• [What you have to do]: Produce an exact copy of the lines from the line containing "of the blue" through the last line of the entries below, and only those lines.

Dataset entries
☆ ☆ ☆ ☆ ☆

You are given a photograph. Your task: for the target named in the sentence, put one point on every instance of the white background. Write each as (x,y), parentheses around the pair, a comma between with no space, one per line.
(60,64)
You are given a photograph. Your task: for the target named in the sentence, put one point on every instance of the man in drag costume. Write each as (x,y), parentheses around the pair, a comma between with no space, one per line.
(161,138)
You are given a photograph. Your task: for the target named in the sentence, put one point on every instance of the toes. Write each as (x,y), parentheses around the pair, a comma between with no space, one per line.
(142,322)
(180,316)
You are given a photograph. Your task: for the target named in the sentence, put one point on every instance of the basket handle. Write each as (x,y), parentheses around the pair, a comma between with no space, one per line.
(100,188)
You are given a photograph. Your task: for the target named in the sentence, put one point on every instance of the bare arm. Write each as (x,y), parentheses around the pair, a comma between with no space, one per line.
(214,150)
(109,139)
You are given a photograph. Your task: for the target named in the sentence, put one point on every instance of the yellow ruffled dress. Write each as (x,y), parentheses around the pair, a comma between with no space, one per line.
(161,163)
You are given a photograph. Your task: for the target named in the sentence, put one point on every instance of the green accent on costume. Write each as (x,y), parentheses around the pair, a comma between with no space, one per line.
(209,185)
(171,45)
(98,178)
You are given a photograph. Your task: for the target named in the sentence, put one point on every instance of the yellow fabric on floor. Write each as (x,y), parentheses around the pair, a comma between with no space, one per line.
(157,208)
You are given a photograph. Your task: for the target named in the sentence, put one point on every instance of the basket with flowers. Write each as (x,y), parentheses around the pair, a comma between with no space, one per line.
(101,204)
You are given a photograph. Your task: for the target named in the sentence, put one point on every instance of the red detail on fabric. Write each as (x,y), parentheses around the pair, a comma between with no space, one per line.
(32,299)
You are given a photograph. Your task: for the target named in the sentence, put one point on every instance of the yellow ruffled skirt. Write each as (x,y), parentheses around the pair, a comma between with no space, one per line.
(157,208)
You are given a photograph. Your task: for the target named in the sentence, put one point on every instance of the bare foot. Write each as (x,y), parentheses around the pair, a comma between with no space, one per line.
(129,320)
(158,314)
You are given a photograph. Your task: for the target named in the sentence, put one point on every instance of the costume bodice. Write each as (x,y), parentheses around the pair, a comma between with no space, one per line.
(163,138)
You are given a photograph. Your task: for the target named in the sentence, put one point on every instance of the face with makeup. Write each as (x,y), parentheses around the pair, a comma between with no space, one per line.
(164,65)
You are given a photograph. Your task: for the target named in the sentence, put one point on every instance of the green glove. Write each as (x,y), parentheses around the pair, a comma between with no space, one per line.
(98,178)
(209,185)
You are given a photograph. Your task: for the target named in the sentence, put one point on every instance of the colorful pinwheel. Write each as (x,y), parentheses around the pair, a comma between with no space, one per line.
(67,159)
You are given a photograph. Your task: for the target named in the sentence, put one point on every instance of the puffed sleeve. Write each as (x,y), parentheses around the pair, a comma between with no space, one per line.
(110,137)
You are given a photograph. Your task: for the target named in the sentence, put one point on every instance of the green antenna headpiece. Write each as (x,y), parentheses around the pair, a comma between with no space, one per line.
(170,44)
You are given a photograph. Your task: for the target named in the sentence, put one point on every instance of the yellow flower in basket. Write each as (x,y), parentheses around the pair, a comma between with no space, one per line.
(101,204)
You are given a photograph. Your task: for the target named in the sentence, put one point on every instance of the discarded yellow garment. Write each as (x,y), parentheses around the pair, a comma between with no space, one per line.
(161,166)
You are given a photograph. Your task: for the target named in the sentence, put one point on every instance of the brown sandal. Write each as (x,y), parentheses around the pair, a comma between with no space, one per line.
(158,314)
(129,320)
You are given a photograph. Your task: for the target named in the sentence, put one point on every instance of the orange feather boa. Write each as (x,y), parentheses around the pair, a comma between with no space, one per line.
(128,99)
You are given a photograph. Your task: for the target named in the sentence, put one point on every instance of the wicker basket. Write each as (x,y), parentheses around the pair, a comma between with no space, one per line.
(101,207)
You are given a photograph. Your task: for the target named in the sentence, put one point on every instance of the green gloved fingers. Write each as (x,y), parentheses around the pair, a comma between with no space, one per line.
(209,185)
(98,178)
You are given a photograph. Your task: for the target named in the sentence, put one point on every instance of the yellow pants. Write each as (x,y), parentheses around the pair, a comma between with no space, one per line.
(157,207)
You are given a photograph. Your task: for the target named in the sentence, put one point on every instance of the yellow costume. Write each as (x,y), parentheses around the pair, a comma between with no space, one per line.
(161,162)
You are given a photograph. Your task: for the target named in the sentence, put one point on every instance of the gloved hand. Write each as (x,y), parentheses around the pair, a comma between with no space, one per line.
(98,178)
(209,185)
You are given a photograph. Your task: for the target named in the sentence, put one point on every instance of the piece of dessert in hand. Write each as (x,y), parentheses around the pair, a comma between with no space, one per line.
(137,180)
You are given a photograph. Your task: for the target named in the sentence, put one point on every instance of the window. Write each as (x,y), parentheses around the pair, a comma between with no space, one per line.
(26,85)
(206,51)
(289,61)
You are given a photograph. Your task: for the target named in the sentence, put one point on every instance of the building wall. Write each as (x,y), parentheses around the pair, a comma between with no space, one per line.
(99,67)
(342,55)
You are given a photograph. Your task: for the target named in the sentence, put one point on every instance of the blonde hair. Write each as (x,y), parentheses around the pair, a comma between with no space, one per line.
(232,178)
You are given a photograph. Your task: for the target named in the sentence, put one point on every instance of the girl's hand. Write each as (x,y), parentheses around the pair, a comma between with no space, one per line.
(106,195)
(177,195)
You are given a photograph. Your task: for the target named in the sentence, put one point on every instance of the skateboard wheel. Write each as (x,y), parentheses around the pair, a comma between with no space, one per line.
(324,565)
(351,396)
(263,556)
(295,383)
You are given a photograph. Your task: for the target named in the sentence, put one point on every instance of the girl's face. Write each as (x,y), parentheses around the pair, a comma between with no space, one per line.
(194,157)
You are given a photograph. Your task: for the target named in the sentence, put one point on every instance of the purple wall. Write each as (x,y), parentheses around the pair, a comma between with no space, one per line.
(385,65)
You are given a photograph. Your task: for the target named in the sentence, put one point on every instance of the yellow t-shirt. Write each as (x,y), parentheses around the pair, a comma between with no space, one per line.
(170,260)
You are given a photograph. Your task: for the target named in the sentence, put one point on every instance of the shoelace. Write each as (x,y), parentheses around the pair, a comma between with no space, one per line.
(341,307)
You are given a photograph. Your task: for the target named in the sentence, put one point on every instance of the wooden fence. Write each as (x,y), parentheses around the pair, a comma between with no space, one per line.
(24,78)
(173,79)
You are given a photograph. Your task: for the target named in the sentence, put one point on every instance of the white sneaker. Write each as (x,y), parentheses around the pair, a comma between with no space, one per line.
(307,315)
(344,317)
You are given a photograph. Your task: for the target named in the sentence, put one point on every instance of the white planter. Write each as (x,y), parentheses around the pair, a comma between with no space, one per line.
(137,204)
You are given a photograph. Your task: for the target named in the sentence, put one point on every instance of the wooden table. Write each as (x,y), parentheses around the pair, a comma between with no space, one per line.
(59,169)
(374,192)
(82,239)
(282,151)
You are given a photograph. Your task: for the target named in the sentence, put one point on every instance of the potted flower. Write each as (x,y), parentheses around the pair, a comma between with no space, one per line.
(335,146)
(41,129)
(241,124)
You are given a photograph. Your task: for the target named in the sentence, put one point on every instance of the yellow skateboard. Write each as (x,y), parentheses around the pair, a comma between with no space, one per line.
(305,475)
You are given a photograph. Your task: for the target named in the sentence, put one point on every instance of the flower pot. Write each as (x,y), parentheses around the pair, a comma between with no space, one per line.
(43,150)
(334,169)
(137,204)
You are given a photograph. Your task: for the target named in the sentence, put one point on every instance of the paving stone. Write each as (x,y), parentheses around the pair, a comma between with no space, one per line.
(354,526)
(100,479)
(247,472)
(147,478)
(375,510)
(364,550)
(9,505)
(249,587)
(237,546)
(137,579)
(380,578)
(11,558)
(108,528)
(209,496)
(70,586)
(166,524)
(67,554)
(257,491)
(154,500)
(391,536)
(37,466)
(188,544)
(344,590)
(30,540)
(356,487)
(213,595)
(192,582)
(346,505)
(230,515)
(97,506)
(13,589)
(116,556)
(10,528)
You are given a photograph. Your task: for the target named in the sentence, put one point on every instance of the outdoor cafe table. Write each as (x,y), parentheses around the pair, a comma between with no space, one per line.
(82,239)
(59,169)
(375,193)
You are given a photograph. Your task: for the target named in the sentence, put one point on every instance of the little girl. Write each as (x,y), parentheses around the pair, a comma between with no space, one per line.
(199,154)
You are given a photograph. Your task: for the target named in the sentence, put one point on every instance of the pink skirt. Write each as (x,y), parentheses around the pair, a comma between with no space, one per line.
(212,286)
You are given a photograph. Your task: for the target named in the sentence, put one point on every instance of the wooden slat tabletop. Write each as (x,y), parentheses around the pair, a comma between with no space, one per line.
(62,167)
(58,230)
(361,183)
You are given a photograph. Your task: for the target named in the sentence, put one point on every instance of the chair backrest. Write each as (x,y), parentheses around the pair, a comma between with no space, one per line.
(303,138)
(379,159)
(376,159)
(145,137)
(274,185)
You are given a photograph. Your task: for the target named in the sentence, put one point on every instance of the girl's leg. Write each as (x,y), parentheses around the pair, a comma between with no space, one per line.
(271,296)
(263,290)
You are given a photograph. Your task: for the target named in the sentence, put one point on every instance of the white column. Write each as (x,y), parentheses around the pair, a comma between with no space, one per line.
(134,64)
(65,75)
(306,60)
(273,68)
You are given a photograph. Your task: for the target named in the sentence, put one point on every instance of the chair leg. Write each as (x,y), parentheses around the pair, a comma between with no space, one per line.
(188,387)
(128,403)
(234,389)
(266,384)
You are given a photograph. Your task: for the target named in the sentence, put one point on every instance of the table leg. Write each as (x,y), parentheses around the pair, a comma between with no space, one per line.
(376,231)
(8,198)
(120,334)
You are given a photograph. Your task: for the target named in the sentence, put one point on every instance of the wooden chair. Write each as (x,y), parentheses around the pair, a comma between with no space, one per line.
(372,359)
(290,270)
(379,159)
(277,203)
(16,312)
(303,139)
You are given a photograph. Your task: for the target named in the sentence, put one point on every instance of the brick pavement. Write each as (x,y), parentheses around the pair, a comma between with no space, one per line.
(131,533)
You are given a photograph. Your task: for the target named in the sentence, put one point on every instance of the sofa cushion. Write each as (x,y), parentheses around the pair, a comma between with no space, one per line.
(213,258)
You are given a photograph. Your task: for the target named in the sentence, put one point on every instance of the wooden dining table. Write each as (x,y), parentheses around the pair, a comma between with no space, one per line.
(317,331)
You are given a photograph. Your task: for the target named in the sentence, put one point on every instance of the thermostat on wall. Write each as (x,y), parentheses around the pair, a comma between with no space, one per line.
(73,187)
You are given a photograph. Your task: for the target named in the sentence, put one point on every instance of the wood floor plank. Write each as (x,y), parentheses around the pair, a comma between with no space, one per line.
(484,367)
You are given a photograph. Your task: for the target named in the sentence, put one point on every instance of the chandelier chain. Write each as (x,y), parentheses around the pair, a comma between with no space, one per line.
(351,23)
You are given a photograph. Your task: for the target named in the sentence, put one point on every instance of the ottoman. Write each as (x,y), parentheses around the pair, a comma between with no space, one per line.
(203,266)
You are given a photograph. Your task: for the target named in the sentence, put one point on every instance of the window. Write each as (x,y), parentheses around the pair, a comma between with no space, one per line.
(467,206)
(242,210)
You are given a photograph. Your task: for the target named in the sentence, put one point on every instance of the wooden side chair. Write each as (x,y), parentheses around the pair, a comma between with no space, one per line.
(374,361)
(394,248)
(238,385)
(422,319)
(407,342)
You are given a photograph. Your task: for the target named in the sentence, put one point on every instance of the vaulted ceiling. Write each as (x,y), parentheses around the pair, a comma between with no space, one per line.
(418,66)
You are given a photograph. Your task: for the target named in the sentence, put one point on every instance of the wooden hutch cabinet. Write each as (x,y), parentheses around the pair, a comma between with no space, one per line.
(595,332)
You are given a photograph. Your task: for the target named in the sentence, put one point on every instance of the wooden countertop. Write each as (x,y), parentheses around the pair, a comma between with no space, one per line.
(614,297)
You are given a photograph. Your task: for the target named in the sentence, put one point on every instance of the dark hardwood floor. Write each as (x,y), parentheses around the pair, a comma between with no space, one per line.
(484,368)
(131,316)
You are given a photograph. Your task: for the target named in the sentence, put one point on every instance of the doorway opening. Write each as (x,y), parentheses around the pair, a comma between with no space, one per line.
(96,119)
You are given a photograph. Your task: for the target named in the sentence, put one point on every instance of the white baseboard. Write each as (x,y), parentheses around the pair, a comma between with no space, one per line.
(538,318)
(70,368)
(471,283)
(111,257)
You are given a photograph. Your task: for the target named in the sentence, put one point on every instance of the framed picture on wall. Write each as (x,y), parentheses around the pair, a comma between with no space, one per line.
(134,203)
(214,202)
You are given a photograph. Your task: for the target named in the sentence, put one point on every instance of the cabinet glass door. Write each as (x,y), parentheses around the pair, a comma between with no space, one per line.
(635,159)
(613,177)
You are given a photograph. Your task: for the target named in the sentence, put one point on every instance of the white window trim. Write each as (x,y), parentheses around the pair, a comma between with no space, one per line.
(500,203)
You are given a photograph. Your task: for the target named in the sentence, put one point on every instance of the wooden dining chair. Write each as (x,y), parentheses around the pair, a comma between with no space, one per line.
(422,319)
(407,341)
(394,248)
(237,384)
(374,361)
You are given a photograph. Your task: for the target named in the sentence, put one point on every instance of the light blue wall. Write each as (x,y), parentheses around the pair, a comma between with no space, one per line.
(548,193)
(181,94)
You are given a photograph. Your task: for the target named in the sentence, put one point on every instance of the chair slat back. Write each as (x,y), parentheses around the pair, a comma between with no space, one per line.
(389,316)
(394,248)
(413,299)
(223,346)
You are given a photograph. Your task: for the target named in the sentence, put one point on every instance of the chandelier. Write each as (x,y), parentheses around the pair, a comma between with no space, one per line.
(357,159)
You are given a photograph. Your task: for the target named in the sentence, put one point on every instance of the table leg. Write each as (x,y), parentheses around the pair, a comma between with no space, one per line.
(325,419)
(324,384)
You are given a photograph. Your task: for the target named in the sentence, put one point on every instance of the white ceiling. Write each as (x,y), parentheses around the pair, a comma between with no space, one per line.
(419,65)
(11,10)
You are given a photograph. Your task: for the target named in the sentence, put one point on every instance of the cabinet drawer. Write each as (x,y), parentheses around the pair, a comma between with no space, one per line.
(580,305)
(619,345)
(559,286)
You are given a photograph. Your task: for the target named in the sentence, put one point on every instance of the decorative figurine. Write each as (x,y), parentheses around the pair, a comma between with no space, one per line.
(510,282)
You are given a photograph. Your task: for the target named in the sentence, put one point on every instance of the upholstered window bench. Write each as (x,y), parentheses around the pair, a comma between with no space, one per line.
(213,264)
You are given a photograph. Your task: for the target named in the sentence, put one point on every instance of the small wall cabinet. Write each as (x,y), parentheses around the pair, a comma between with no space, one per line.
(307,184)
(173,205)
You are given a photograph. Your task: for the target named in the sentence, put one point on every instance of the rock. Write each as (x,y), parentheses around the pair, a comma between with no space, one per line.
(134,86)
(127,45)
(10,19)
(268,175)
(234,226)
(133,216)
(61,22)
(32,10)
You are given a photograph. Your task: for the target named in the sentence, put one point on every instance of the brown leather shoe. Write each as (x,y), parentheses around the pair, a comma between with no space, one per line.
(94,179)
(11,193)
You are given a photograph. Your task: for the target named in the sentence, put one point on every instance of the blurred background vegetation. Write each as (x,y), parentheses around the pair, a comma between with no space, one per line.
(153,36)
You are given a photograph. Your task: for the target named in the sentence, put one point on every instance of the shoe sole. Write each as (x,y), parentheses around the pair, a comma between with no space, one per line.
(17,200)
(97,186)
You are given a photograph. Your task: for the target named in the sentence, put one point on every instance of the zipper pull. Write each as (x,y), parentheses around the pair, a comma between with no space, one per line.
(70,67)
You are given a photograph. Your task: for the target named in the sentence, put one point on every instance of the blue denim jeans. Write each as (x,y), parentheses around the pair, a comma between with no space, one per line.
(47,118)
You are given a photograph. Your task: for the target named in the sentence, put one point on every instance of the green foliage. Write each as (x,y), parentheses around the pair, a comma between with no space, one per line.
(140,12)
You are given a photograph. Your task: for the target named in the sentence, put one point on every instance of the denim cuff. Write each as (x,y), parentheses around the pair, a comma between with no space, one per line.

☆ ☆ ☆ ☆ ☆

• [Exercise solution]:
You are given a photograph. Your task: for the target named in the sentence, put one point on every instance of the blue denim jeans. Write each as (x,y), parentheses around the pair, a comma between with no space, one per line.
(47,118)
You are given a photograph. Your task: for the target named in the sentence, put one point on every instance of the green foliage. Write each as (x,y), parentheses around the pair, a comma between with no space, one per line.
(140,12)
You are given a photograph. Your task: for the target named in the sentence, put one point on every instance of the denim cuff. Write each as (x,y), parentheses around the pair, a comma between with no space, one per line.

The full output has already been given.